» **About this exercise**:
The reply should contain all the data below, repeated exactly, and none of the images.

──────── Entries supplied

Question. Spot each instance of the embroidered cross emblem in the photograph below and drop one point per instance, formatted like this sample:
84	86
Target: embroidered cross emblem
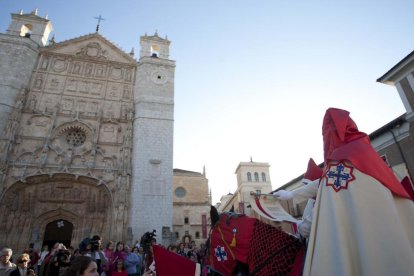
338	176
220	253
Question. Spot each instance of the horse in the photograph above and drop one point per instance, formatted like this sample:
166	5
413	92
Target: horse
242	245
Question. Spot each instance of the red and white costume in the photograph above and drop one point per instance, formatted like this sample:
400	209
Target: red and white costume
363	222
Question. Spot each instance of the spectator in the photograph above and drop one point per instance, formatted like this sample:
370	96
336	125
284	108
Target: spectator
6	266
94	250
120	269
131	262
43	254
22	268
109	255
82	266
119	254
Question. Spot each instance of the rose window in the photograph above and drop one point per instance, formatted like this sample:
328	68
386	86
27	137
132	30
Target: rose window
76	137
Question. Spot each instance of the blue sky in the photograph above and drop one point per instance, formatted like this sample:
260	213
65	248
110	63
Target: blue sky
254	78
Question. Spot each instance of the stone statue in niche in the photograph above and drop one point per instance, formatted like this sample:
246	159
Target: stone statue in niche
128	74
88	69
38	82
76	68
124	112
32	103
127	92
114	91
45	62
54	84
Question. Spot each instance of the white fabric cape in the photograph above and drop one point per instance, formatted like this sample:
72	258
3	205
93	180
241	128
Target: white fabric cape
361	230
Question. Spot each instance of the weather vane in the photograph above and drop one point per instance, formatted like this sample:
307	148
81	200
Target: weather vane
99	21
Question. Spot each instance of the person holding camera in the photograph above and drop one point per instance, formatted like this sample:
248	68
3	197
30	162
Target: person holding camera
94	250
23	266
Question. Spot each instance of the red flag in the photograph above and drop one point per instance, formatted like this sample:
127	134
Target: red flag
170	264
408	187
343	141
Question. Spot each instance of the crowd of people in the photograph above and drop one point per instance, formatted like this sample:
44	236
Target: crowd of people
90	258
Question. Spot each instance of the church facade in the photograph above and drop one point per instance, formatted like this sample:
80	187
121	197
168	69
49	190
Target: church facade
86	137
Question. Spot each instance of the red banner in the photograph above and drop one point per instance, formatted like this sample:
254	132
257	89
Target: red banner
241	208
204	226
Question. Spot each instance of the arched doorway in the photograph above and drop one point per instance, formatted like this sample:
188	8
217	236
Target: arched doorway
58	231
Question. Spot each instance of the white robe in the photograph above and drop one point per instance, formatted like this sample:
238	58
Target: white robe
361	230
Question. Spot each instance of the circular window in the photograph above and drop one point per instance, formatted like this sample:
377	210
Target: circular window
180	192
76	137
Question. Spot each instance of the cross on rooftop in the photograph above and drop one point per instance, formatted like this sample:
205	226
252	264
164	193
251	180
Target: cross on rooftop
99	21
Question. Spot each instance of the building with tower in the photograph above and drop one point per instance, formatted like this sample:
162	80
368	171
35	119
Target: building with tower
86	137
394	141
192	201
251	177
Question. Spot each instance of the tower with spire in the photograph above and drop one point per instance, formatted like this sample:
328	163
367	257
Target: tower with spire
19	47
152	160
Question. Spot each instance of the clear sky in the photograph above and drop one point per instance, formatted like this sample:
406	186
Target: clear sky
254	78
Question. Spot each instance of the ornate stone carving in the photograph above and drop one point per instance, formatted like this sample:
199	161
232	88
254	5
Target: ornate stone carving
59	65
92	50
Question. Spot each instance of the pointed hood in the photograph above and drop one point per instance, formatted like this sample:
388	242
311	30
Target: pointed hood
313	172
343	141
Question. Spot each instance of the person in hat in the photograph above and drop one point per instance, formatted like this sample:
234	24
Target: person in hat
307	192
363	221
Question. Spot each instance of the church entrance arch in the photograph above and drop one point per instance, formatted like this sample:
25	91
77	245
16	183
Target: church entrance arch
58	231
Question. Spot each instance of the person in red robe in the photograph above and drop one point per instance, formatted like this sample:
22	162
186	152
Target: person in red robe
363	220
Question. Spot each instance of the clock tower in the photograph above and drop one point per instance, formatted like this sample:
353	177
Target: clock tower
151	187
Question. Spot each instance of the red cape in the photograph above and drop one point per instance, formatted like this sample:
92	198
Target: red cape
343	141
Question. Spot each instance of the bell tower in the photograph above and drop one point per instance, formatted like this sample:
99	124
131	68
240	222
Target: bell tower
31	26
19	47
151	196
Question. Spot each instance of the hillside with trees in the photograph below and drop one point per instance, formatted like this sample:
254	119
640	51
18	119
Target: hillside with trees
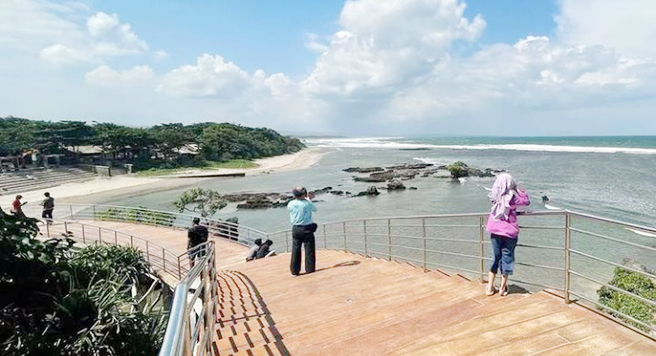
168	145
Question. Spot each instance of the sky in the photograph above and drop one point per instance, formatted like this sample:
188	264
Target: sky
356	67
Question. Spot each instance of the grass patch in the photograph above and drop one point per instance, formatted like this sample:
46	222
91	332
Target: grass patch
204	166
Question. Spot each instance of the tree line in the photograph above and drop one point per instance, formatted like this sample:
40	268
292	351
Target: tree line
212	141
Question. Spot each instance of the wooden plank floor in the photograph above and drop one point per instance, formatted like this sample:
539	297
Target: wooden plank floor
360	306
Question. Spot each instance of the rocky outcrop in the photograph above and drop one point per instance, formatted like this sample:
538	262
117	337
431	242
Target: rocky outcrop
363	170
371	191
395	185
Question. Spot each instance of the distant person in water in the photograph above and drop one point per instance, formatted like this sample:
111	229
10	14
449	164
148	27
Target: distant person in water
17	207
303	228
502	225
196	235
264	249
48	206
252	252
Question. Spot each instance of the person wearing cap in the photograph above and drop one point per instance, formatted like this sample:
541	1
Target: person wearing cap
17	207
300	215
48	206
196	235
252	252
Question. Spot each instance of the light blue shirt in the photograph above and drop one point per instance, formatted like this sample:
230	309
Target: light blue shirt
300	211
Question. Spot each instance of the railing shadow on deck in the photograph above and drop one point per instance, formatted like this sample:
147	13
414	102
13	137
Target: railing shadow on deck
567	253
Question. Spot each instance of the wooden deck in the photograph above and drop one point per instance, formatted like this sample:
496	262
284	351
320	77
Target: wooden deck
361	306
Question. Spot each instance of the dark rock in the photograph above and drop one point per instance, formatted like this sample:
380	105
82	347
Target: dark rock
411	166
395	185
322	191
363	170
371	191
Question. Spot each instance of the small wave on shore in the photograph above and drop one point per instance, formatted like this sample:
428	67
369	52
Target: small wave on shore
641	232
394	143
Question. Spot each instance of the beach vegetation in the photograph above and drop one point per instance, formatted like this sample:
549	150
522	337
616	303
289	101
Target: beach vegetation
637	284
60	299
205	202
165	146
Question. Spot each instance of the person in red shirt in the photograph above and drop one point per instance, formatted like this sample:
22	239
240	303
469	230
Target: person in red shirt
17	207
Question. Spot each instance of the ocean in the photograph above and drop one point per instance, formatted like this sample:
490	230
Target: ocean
612	177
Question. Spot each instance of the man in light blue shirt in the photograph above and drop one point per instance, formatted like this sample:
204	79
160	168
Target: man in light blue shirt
303	228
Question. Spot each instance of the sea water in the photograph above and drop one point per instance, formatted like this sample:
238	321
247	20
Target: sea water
613	177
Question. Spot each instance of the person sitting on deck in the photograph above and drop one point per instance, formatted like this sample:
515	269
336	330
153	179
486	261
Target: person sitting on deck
265	249
252	252
196	235
17	207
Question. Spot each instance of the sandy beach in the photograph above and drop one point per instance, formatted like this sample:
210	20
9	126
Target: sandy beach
126	184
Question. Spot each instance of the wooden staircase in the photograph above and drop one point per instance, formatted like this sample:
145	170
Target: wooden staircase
362	306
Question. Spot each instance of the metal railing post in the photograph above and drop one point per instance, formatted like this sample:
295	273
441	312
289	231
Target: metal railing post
568	262
423	228
481	247
364	227
287	240
389	239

────────────────

» **Answer space**:
Question. Spot each instance of the embroidered cross emblem in the photograph below and drop one point per instance, formatted like this sample:
84	86
Target: embroidered cross emblem
338	176
220	253
Question. Spot each instance of the horse in the photograph above and drop one point per instance, formatted like this sample:
166	5
413	92
Target: horse
242	245
Question. Spot each instance of the red and white costume in the photograph above and drop one point per instance, formatted like this sample:
400	209
Target: red and white costume
363	222
Question. Spot each instance of the spectator in the photograph above and drop one point per instance, formatted like this sample:
370	96
336	125
284	108
Target: spectator
6	266
94	250
120	269
131	262
43	254
22	268
109	255
82	266
119	254
Question. Spot each instance of the rose window in the photograph above and drop one point per instance, formatted like this sample:
328	68
386	86
27	137
132	30
Target: rose window
76	137
Question. Spot each instance of the blue sky in the photograph above and drop one point per instance, formatted like this sample:
260	213
65	248
110	63
Target: blue sky
254	78
Question. Spot each instance of the stone statue in niche in the photograph above and drop one point per instance, formatted like this sample:
246	159
Target: stone statue in niche
128	74
88	69
38	82
76	68
124	112
32	103
127	92
114	91
45	62
54	84
Question. Spot each instance of the white fabric cape in the photograph above and drop one point per instance, formatted like this sample:
72	258
3	205
93	180
241	128
Target: white fabric cape
361	230
Question. Spot each instance of the weather vane in the photograph above and drop one point per instance, formatted like this sample:
307	148
81	200
Target: weather vane
99	21
Question. Spot each instance of the person holding camera in the photograph above and drop one point per instance, formatted like this sample:
248	68
3	197
30	162
Target: person holding camera
94	250
23	266
Question. Spot each instance of the red flag in the photograph above and drop one point per instance, formatted like this sample:
127	134
Target: red flag
170	264
408	187
343	141
Question. Spot each instance of the crowd of people in the photograph above and drop one point per instance, formatted like this sample:
44	236
Target: crowd of people
90	258
Question. Spot each instance of the church facade in the photograph above and drop one point per instance, formatted like this sample:
80	187
121	197
168	69
49	190
Target: church facade
86	137
Question. Spot each instance of the red banner in the photograph above and drop one point per instance, formatted like this sample:
254	132
257	89
Target: red banner
241	208
204	226
Question. Spot each instance of the arched doorway in the photograph above and drop one point per instance, formatted like this sample:
188	8
217	236
Target: arched doorway
58	231
Question. Spot each instance of the white robe in the photograph above and drop one point per instance, formatted like this sample:
238	58
Target: white robe
361	230
Question. Spot each instance of the circular window in the photograph above and drop one point per instance, formatted like this sample:
377	210
Target: circular window
180	192
76	137
Question. Spot each instance of the cross on rooftop in the photograph above and drop one point per instance, formatted like this sample:
205	226
252	264
164	193
251	180
Target: cross on rooftop
99	21
Question. Spot each instance of the building with tower in the photograph above and drop one point per instance, formatted like this sample:
162	80
368	171
35	119
Target: building with tower
86	137
394	141
192	201
251	177
Question. Spot each instance of the tower with spire in the photograph above and drop one point per instance, formatted like this sample:
328	163
367	257
Target: tower with spire
19	47
152	160
Question. Spot each instance of the clear sky in the photograph above and drop one point per instance, formatted like this sample:
406	186
Target: clear sky
254	78
Question. Spot each instance of the ornate stone carving in the photograph above and drop one point per instance, formatted like this sample:
199	161
232	88
254	5
Target: ornate stone carving
59	65
92	50
Question. Spot each instance of the pointed hood in the photograph above and drop one point per instance, formatted like this sample:
388	242
311	30
Target: pointed hood
313	172
343	141
Question. Spot each instance of the person in hat in the photograph above and drop one point per instance, formatted like this sample:
234	24
Target: person in hat
307	192
363	221
Question. Spot each instance of the church entrance arch in the photograph above and drop one point per instance, formatted like this sample:
25	91
77	245
16	183
Target: church entrance arch
58	231
Question. Spot each instance of the person in red robe in the photograph above and drop one point per instance, formatted like this sample:
22	162
186	152
Target: person in red robe
363	220
Question. Spot each instance of the clock tower in the photograph above and drop one point per instance, formatted like this sample:
353	177
Target: clock tower
151	187
Question. Spot each instance of the red cape in the photograph above and drop one point per instance, formatted like this sample:
92	198
Target: red cape
343	141
Question. Spot each instance of the bell tower in the photograph above and drop one point per instance, formatted like this sample:
99	124
131	68
240	222
Target: bell tower
31	26
19	47
151	196
Question. Spot each instance of the hillside with trees in the photograph below and drop one point per instance, formatted like this sample:
254	119
640	51
18	119
Target: hillside with trees
168	145
Question. Spot each instance of the sky in the photograph above and drop one point per instance, formatted like this sample:
188	264
Target: sky
356	67
Question. Spot each instance of the grass patch in the photograph above and drop one point per instance, formatted like this sample:
46	222
91	332
Target: grass patch
204	166
Question. Spot each instance of the tree line in the photograph above and drop one point per instance, formatted like this sample:
40	268
292	351
Target: tree line
212	141
Question. Spot each instance of the wooden plank floor in the photograph above and drop one point per instance, formatted like this sample:
539	297
Target: wooden plank floor
360	306
Question. Spot each instance of the rocky outcrop in the photograph above and drop one point per instance, formatted like this sample:
538	262
117	337
431	242
Target: rocky outcrop
363	170
371	191
395	185
Question. Spot each instance of the distant person in water in the photograph above and drop one point per instance, formatted like this sample:
111	229
10	14
449	164
148	27
Target: distant person in water
17	207
303	228
502	225
196	235
264	249
48	206
252	252
Question. Spot each instance of the person wearing cap in the photograph above and drop one point per instance, formatted like this sample:
541	1
Target: person wearing cap
17	207
300	215
48	206
196	235
252	252
Question. Spot each instance of the light blue shirt in the photograph above and drop one point per instance, formatted like this sample:
230	309
Target: light blue shirt
300	211
Question. Spot each instance of the railing shadow on deck in the photograph above and drop one point per instance, formatted like this sample:
147	13
414	102
13	137
Target: railing shadow on deck
567	253
Question. Spot each instance of the wooden deck in the photograph above and drop one point per instance, formatted like this sample:
496	262
284	351
320	77
Target: wooden deck
361	306
Question. Spot each instance of the dark rock in the photograph above and drop one point per instance, formatted like this sample:
380	105
82	347
Target: dark rock
411	166
395	185
322	191
363	170
371	191
Question. Spot each instance of the small wave on shore in the photograph above and drop one point per instance, formatted like this sample:
428	67
369	52
Target: small wave on shore
641	232
394	143
Question. Spot each instance of the beach vegetation in the photograph above and drop one point per instance, formatted like this sample:
549	150
522	337
616	303
289	101
Target: beach vegetation
637	284
60	299
205	202
165	146
Question. Spot each instance of the person in red shirt in the photograph above and drop one point per instance, formatted like this sample:
22	239
240	303
469	230
Target: person in red shirt
17	207
Question. Spot each instance of the ocean in the photograph above and drop one point per instance, formatted like this sample:
490	230
Target: ocean
612	177
Question. Spot each instance of the man in light blue shirt in the photograph above and drop one point per instance, formatted like this sample:
204	79
160	168
Target: man in light blue shirt
303	228
Question. Spot each instance of the sea water in the photograph above and drop one point per instance, formatted like this sample:
238	321
247	20
Target: sea water
613	177
Question. Spot each instance of the person sitting on deck in the photograph above and drop one point per instance, formatted like this sample:
515	269
336	330
153	179
486	261
Target: person sitting on deck
265	249
252	252
196	235
17	207
Question. Spot each instance of the sandy beach in the photograph above and drop one point per instance, formatted like this sample:
210	20
9	126
Target: sandy beach
126	184
Question. Spot each instance of the wooden staircase in the photograph above and drop one point per instance, formatted like this sample:
145	170
Target: wooden staircase
362	306
Question. Spot each instance of the metal railing post in the photograph above and drop one point per instance, formatted like this sample:
295	273
441	312
289	231
Target: metal railing post
568	262
423	228
481	247
364	227
287	240
389	239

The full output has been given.